Exercise goal ▸
Return every record verbatim.

[Point-per-instance localization data]

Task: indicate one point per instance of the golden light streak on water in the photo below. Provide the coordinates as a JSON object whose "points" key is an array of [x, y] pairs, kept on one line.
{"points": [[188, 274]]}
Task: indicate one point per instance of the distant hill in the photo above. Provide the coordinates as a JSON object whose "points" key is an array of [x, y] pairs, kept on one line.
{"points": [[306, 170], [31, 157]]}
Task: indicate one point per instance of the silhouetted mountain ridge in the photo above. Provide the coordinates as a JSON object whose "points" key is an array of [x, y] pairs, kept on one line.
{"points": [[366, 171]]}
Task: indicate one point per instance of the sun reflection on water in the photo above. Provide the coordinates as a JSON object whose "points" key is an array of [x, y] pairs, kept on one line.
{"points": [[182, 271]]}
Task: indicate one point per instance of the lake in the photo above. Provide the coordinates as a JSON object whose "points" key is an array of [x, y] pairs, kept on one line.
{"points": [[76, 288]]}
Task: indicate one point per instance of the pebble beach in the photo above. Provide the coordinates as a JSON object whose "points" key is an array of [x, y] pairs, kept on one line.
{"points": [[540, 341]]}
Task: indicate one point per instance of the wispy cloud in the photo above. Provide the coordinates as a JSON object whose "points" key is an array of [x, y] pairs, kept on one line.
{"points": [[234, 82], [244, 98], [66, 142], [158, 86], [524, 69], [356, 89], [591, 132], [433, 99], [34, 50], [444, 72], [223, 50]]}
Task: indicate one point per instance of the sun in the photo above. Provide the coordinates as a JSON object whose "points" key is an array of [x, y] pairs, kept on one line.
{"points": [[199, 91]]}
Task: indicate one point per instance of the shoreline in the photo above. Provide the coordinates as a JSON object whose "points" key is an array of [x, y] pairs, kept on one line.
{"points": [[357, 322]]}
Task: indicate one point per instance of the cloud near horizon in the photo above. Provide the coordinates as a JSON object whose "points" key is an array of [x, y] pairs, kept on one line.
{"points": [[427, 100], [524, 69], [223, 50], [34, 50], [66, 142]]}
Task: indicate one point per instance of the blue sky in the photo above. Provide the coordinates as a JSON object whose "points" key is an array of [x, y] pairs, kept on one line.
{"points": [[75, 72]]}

Output of the exercise ▸
Task: indicate one point per instance of the golden light streak on water in the photo below. Provide the coordinates as a JSON object whose "points" key is an array of [x, y] pairs, kept on one line.
{"points": [[188, 274]]}
Task: indicate one point per instance of the distant hill in the photo above. Provide the coordinates as a JSON object whose "points" key is an array of [x, y] pairs, kept on one line.
{"points": [[306, 170], [31, 157]]}
Task: indicate one point per instance of the silhouetted mountain ridge in the photo above. Provide the coordinates as a JSON object whose "points" key is an array of [x, y] pairs, kept on one line.
{"points": [[366, 171]]}
Task: indicate one point per instance of the sun reflection on water in the photo above. Provide the coordinates as a JSON object whose "points" key is an array of [x, y] pairs, kept on one line.
{"points": [[182, 271]]}
Task: indicate one point per instance of the lake in the photo above. Provide the coordinates as a JSON object whose "points" key is an array of [x, y] pairs, kept on one line.
{"points": [[76, 288]]}
Task: indicate one point per instance of the pebble beach in the photo above. Provide the coordinates as a JSON object whose "points" key is an array of [x, y] pairs, kept on one line.
{"points": [[540, 341]]}
Task: indicate one point per instance of the wispy cloud in the photo above. Provide the coordinates as a JSON object whose "points" key is an array of [x, y] pairs, kept on one line.
{"points": [[234, 82], [244, 98], [66, 142], [158, 86], [524, 69], [356, 89], [591, 132], [433, 99], [34, 50], [444, 72], [223, 50]]}
Task: indicate one point per instance of the sun in the photo above. Provide the coordinates as a JSON object whose "points" key is an array of [x, y] pairs, kept on one line.
{"points": [[199, 91]]}
Task: indicate one point per instance of the shoreline in the photo above. Provide the coordinates as a JSON object whose "points" key is an array of [x, y] pairs, kept on one line.
{"points": [[357, 322]]}
Task: indicate one point per instance of the cloud near horizon in the photo above. Provide the coordinates as a JSON object whose "points" key is an array of [x, y] pairs, kept on one line.
{"points": [[427, 100], [524, 69], [223, 50], [34, 50], [66, 142]]}
Task: indicate one point per instance of the blue sky in the photo above. Provide the coordinates as a JSON object whose "points" key is an array of [x, y] pairs, kept on one line.
{"points": [[75, 72]]}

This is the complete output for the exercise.